Riscrivi come tabella Markdown le righe dei dati, cominciando da quella che contiene "TARGET: blue sky" e proseguendo fino alla fine dei dati, tralasciando le righe vuote. Usa le colonne "Numero" e "Riga dei dati".

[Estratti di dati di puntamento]
***
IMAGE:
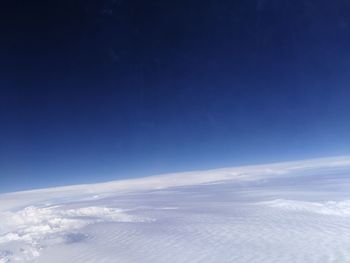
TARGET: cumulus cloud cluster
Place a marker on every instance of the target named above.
(33, 226)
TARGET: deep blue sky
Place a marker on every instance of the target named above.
(102, 90)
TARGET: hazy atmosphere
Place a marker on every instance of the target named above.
(175, 131)
(103, 90)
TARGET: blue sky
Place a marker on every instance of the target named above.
(100, 91)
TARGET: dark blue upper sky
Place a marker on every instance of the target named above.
(102, 90)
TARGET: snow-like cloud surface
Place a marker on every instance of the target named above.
(33, 227)
(253, 214)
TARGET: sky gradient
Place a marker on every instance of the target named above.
(103, 90)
***
■ **Risposta corretta**:
| Numero | Riga dei dati |
|---|---|
| 1 | TARGET: blue sky |
| 2 | Place a marker on every instance of the target named above. |
| 3 | (100, 91) |
| 4 | TARGET: dark blue upper sky |
| 5 | Place a marker on every instance of the target named above. |
| 6 | (102, 90) |
| 7 | TARGET: snow-like cloud surface |
| 8 | Place a marker on every instance of the target named above. |
| 9 | (33, 227) |
| 10 | (253, 214) |
| 11 | TARGET: sky gradient |
| 12 | Place a marker on every instance of the target named above. |
| 13 | (103, 90) |